[Entries from a pointing dataset]
───

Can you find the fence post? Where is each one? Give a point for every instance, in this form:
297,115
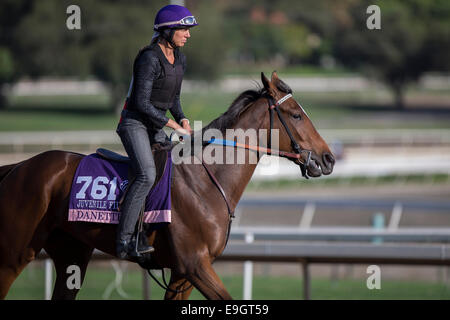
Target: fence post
146,284
48,278
248,271
306,281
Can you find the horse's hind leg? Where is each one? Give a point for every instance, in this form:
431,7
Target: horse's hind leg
206,280
67,251
178,283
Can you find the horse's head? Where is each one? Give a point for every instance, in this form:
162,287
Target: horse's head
297,134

───

__Prompt__:
Turn every line of the records above into one numbered list, skipping blank lines and omitting the pictures.

__Result of this exercise__:
1. Can you find the fence post? Where is each one? Give a point for every instance, in this form:
2. 297,115
3. Target: fence post
4. 146,284
5. 48,278
6. 248,271
7. 306,281
8. Can you find the horse's hind leg? Where is each one? Give a point for every instance, in this form:
9. 431,7
10. Target: horse's hind leg
11. 206,280
12. 67,251
13. 178,283
14. Can you find the horse's head? Where is each one? Give a point for every instance, in this form:
15. 162,287
16. Target: horse's head
17. 297,134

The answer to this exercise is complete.